2025.03.25 11:30:50 Tuesday

ADHDのある子どもは、教室でじっとしていられない、すぐに注意が逸れてしまうといった特徴が知られています。

ところが、それだけではありません。

文字を読むのが極端に苦手だったり、簡単な計算がなかなか理解できなかったりすることもしばしばあるのです。

これらの困難は「発達性読み書き障害(ディスレクシア:Dyslexia)」や「発達性算数障害(ディスカルキュリア:Dyscalculia)」と呼ばれ、いずれも学習障害(LD)の一種に分類されます。

では、なぜADHDと読み書き・計算の障害は一緒に現れることが多いのでしょうか?

これまではその理由について、「集中できないから勉強もうまくいかない」と単純に理解されていました。しかし、そうではなかったのかもしれません。

オランダのアムステルダム自由大学(Vrije Universiteit Amsterdam)を中心とした研究チームが、約2万人の双子を対象にした大規模な追跡調査を行ったところ、これらの障害が一緒に現れる背景には、共通遺伝子の影響がある可能性が示されたのです。

この研究成果は2025年3月に、心理学の有力ジャーナル『Psychological Science』に掲載されています。

Shared genes explain why ADHD, dyslexia, and dyscalculia often occur together, study finds https://www.psypost.org/shared-genes-explain-why-adhd-dyslexia-and-dyscalculia-often-occur-together-study-finds/
Co-Occurrence and Causality Among ADHD, Dyslexia, and Dyscalculia https://doi.org/10.1177/09567976241293999

ADHDの子は本当に勉強も苦手?

Credit:canva

ADHD、発達性読み書き障害、発達性算数障害はいずれも、知的発達には問題がないにもかかわらず、日常生活や学校生活に支障をきたす発達特性です。

それぞれの特性が単独で現れることもありますが、複数が同時に存在するケースも少なくありません。

たとえば、ADHDを持つ子どものうち、約半数近くが読み書きや算数の困難も抱えているという報告があります。

では、これは単なる偶然なのでしょうか?

あるいは、ADHDの症状が原因で学習に集中できず、結果的に読み書きや計算も苦手になるという因果関係があるのでしょうか?

それとも、もっと根本的な共通原因が存在するのでしょうか?

この問いを解明するため、研究チームは「双子研究」というユニークな手法を取りました。

- やること: ADHDと学習障害についての文章では、研究チームは約何人の双子を対象に追跡調査をしましたか? 記録は、この文章とは別のところから取ったものです。

- 元データ:
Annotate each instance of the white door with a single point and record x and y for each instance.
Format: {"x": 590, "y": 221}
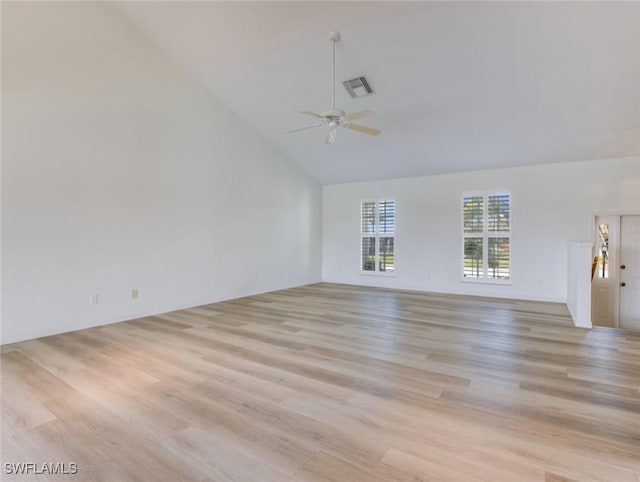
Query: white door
{"x": 604, "y": 284}
{"x": 630, "y": 272}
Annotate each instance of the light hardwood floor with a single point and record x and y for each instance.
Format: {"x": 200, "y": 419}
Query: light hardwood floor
{"x": 330, "y": 382}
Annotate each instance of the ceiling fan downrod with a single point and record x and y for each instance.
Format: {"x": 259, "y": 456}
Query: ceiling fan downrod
{"x": 335, "y": 37}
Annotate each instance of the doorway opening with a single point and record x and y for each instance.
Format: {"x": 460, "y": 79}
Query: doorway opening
{"x": 615, "y": 273}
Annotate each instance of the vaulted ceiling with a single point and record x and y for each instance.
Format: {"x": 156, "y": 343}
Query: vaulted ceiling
{"x": 459, "y": 85}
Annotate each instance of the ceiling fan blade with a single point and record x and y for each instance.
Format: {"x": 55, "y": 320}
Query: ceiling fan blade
{"x": 303, "y": 128}
{"x": 358, "y": 115}
{"x": 364, "y": 129}
{"x": 312, "y": 114}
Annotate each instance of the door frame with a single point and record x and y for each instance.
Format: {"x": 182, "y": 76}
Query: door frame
{"x": 617, "y": 246}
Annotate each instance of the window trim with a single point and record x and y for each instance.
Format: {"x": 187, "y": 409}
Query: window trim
{"x": 485, "y": 237}
{"x": 377, "y": 235}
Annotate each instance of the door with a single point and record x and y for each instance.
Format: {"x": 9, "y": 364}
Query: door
{"x": 604, "y": 284}
{"x": 630, "y": 272}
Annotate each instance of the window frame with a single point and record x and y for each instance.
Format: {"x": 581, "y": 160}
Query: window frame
{"x": 377, "y": 235}
{"x": 485, "y": 235}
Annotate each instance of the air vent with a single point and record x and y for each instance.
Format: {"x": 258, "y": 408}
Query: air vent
{"x": 358, "y": 87}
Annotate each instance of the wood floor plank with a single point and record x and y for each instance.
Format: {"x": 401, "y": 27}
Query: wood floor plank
{"x": 334, "y": 383}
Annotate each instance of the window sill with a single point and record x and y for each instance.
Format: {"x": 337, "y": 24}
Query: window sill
{"x": 484, "y": 281}
{"x": 377, "y": 273}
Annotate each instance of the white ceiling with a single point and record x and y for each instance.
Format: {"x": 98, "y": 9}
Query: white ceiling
{"x": 459, "y": 86}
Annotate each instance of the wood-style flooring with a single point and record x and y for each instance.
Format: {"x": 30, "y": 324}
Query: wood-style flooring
{"x": 330, "y": 383}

- 解答例: 約2万人です。